**Assignment**
Output the data that follows, keeping every line identical.

(Items listed in a dataset)
_ _ _ _
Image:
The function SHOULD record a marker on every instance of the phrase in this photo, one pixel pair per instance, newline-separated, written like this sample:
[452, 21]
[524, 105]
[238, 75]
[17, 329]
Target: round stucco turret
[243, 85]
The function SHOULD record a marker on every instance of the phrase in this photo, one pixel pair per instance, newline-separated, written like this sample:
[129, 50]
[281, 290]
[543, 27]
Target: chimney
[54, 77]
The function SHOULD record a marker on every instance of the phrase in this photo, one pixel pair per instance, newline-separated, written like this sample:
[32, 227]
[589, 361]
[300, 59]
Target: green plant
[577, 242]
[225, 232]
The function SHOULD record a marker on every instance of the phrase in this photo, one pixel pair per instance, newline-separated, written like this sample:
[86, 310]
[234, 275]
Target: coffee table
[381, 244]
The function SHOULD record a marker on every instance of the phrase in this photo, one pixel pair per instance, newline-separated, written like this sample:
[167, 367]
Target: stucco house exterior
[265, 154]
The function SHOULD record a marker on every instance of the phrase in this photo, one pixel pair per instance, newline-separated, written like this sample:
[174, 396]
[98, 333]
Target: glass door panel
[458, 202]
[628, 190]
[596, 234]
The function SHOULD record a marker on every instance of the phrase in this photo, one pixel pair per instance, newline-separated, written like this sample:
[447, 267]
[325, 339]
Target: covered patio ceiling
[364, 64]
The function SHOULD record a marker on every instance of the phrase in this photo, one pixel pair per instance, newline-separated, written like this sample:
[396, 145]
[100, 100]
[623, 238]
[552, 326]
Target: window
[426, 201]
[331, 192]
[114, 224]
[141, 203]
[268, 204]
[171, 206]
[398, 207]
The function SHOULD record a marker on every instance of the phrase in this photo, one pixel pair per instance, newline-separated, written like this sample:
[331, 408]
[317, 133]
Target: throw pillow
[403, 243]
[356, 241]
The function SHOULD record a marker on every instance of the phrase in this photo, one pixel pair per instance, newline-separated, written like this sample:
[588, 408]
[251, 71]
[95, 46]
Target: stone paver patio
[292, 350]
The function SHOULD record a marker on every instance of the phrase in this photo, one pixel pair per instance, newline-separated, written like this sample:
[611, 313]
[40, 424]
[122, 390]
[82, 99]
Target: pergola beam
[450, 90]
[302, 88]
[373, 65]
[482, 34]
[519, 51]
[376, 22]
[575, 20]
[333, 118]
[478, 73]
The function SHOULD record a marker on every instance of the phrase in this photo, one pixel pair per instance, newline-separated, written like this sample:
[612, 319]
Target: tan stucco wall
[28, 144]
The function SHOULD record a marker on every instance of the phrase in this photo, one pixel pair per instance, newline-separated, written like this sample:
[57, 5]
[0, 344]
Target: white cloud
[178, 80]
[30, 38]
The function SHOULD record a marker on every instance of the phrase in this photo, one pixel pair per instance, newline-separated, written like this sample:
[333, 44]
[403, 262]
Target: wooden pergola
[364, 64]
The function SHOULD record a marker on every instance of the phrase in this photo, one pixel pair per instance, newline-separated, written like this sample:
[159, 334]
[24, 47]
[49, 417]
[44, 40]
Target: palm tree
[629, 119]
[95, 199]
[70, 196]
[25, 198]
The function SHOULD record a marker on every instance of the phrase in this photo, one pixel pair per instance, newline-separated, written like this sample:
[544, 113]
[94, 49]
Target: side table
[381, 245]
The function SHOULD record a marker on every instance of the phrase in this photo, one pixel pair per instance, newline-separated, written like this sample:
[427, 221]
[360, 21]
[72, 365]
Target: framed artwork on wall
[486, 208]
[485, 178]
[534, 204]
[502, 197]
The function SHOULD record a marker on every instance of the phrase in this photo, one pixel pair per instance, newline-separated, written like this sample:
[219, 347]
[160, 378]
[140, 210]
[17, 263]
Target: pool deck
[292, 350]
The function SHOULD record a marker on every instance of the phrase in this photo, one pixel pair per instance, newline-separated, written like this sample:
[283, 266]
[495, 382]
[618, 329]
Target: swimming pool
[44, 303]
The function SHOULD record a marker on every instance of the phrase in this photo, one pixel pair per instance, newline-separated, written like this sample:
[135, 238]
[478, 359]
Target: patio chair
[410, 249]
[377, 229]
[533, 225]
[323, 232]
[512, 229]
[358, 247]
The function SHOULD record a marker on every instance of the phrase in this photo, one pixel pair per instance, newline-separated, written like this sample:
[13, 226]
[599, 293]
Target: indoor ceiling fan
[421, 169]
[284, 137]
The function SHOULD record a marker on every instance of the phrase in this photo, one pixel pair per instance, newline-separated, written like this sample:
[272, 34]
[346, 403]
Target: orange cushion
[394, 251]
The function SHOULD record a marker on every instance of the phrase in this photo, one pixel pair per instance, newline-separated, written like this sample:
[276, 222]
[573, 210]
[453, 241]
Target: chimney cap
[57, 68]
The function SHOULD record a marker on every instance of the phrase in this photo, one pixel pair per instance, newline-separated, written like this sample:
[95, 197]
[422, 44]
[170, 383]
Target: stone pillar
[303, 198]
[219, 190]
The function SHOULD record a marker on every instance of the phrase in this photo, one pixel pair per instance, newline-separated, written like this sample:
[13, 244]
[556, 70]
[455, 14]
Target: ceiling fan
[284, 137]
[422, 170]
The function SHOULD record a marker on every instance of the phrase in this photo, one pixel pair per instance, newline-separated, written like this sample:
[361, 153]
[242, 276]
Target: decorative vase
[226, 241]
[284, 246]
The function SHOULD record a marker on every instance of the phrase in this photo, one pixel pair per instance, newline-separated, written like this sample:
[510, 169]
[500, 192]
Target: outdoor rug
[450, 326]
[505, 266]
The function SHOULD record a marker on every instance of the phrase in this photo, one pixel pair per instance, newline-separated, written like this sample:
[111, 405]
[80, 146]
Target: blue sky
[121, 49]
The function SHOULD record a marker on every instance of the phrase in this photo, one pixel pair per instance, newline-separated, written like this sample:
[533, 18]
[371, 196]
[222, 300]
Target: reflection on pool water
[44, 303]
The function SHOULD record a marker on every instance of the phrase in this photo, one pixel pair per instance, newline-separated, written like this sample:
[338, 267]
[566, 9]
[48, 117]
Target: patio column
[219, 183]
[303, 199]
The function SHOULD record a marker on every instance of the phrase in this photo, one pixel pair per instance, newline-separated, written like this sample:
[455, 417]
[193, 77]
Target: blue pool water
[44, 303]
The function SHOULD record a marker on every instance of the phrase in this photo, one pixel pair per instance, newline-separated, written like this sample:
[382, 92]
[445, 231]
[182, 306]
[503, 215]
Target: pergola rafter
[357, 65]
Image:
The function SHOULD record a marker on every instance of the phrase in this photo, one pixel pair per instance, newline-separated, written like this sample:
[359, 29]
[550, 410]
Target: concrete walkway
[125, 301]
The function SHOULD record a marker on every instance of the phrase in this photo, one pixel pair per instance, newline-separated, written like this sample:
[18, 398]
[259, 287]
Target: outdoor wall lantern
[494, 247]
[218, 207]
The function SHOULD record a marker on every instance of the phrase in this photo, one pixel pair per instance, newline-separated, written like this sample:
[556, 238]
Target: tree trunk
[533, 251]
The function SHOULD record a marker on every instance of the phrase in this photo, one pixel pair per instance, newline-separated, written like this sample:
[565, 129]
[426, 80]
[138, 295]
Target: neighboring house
_ _ _ _
**Written reply**
Image:
The function SHOULD record a marker on every instance of the phrase in this photo, one pixel pair per instance, newline-separated, written like this sample:
[452, 21]
[524, 105]
[238, 75]
[17, 329]
Target: round stucco turret
[243, 85]
The function SHOULD record a marker on every instance of the phrase in this photo, one pixel pair per instance, newline-separated, written like this sample:
[129, 50]
[281, 290]
[543, 27]
Target: chimney
[54, 77]
The function SHOULD record a marker on every instance of the phrase in this photo, one pixel pair per instance, newline-separated, written like this sample:
[32, 227]
[589, 361]
[300, 59]
Target: green plant
[577, 242]
[225, 232]
The function SHOULD record a marker on every instance of the phrase in this photo, one pixel pair per instance, newline-separated, written like this sample:
[86, 310]
[234, 275]
Target: coffee table
[381, 244]
The function SHOULD record a marker on every instance of the phrase in this photo, one pixel pair per instance, newline-separated, written like this sample:
[167, 367]
Target: stucco house exterior
[265, 154]
The function SHOULD record a marker on every instance of the phrase in this photo, one pixel pair per instance, newline-separated, written like this sample:
[174, 396]
[98, 333]
Target: glass door panel
[458, 202]
[628, 190]
[596, 234]
The function SHOULD record a marker on every instance of the phrase in this photo, one pixel pair per instance, newline-separated, written like this sample:
[447, 267]
[325, 339]
Target: covered patio ceiling
[364, 64]
The function SHOULD record a marker on every instance of the phrase in this photo, one pixel pair per instance, newline-separated, written like this sample:
[396, 145]
[100, 100]
[623, 238]
[552, 326]
Target: window
[426, 201]
[331, 192]
[114, 224]
[141, 203]
[268, 204]
[171, 206]
[398, 207]
The function SHOULD record a marker on every instance of the phrase in this photo, one pixel pair per instance, newline-separated, written like this sample:
[331, 408]
[317, 133]
Target: throw pillow
[403, 243]
[356, 241]
The function SHOULD record a marker on every instance of the phrase in this photo, one pixel pair per instance, newline-separated, written like this sample:
[588, 408]
[251, 71]
[95, 46]
Target: stone paver patio
[292, 350]
The function SHOULD record a marker on every instance of the phrase in this photo, one pixel pair per instance, newline-separated, written like this sample:
[611, 313]
[40, 424]
[122, 390]
[82, 99]
Target: pergola beam
[450, 90]
[302, 88]
[373, 65]
[482, 34]
[519, 51]
[376, 22]
[575, 20]
[333, 118]
[478, 73]
The function SHOULD record a marker on every instance of the phrase in this photo, one pixel pair per instance, newline-separated, written like this sample:
[612, 319]
Target: tan stucco wall
[28, 144]
The function SHOULD record a marker on every instance of the phrase in this photo, one pixel pair per instance, newline-separated, written like this sample:
[57, 5]
[0, 344]
Target: white cloud
[178, 80]
[30, 38]
The function SHOULD record a marker on every instance of the phrase in this photo, one pixel pair per instance, newline-separated, written like this sample:
[333, 44]
[403, 262]
Target: wooden pergola
[364, 64]
The function SHOULD record a marker on every instance of the phrase in this photo, one pixel pair per instance, newline-separated, written like this sample:
[159, 334]
[24, 47]
[49, 417]
[44, 40]
Target: palm tree
[629, 119]
[95, 199]
[70, 196]
[25, 198]
The function SHOULD record a marker on every instance of the phrase in this photo, one pixel pair per instance, newline-separated, written like this sample:
[544, 113]
[94, 49]
Target: side table
[381, 245]
The function SHOULD record a marker on every instance of the phrase in this photo, one pixel pair per instance, newline-separated, written like this sample:
[427, 221]
[360, 21]
[72, 365]
Target: framed artwork on wall
[486, 208]
[485, 178]
[534, 204]
[502, 197]
The function SHOULD record a marker on every instance of the phrase in this photo, one pixel pair per instance, newline-separated, written like this sample:
[219, 347]
[160, 378]
[140, 210]
[17, 263]
Target: pool deck
[292, 350]
The function SHOULD record a marker on every instance of the phrase in this photo, one pixel pair per instance, newline-separated, written like this sample:
[283, 266]
[495, 382]
[618, 329]
Target: swimming pool
[44, 303]
The function SHOULD record a marker on every instance of the phrase in this photo, one pixel pair per instance, newline-separated, written like this sample:
[135, 238]
[478, 359]
Target: patio chair
[410, 249]
[377, 229]
[533, 225]
[323, 232]
[512, 229]
[358, 247]
The function SHOULD record a marker on every instance of the phrase in this photo, one pixel pair per instance, newline-separated, written like this sample:
[13, 226]
[599, 293]
Target: indoor ceiling fan
[421, 169]
[284, 137]
The function SHOULD record a marker on every instance of the phrase in this photo, one pixel pair per instance, newline-separated, written like this sample:
[272, 34]
[346, 403]
Target: orange cushion
[394, 251]
The function SHOULD record a marker on every instance of the phrase in this photo, one pixel pair per instance, newline-separated, written like this sample:
[276, 222]
[573, 210]
[453, 241]
Target: chimney cap
[57, 68]
The function SHOULD record a marker on every instance of the phrase in this photo, one pixel pair per instance, newline-separated, written like this sample:
[95, 197]
[422, 44]
[170, 383]
Target: stone pillar
[303, 198]
[219, 190]
The function SHOULD record a marker on every instance of the phrase in this photo, one pixel pair per instance, newline-separated, written like this sample:
[13, 244]
[556, 70]
[455, 14]
Target: ceiling fan
[284, 137]
[422, 170]
The function SHOULD record a marker on every instance of the phrase in this photo, one pixel pair per instance, newline-separated, written like this sample:
[361, 153]
[242, 276]
Target: decorative vase
[226, 241]
[284, 246]
The function SHOULD record a marker on every instance of the phrase in this photo, one pixel pair per instance, newline-separated, written like this sample:
[510, 169]
[500, 192]
Target: outdoor rug
[450, 326]
[505, 266]
The function SHOULD record a marker on every instance of the phrase in this photo, one pixel pair per instance, newline-separated, written like this sample:
[111, 405]
[80, 146]
Target: blue sky
[121, 49]
The function SHOULD record a marker on every instance of the phrase in this photo, one pixel pair per instance, newline-separated, written like this sample:
[533, 18]
[371, 196]
[222, 300]
Target: reflection on pool water
[44, 303]
The function SHOULD record a marker on every instance of the phrase in this photo, one pixel pair per instance, newline-separated, written like this sample:
[338, 267]
[566, 9]
[48, 117]
Target: patio column
[219, 183]
[303, 199]
The function SHOULD record a marker on every instance of the phrase in this photo, one pixel pair per instance, newline-separated, written like this sample:
[455, 417]
[193, 77]
Target: blue pool water
[44, 303]
The function SHOULD record a marker on every instance of the phrase in this photo, one pixel pair per instance, newline-separated, written like this sample:
[382, 92]
[445, 231]
[182, 306]
[503, 215]
Target: pergola rafter
[357, 65]
Image:
The function SHOULD record a marker on every instance of the phrase in this photo, one pixel pair per instance, newline-separated, written like this sample:
[359, 29]
[550, 410]
Target: concrete walkway
[125, 301]
The function SHOULD record a marker on every instance of the phrase in this photo, one pixel pair per instance, newline-separated, written like this sample:
[18, 398]
[259, 287]
Target: outdoor wall lantern
[494, 247]
[218, 207]
The function SHOULD record a marker on every instance of the phrase in this photo, one pixel pair per instance, newline-separated, written like this sample:
[556, 238]
Target: tree trunk
[533, 251]
The function SHOULD record a marker on every instance of the phrase in this photo, one pixel pair per instance, newline-separated, written like this sample:
[565, 129]
[426, 80]
[138, 295]
Target: neighboring house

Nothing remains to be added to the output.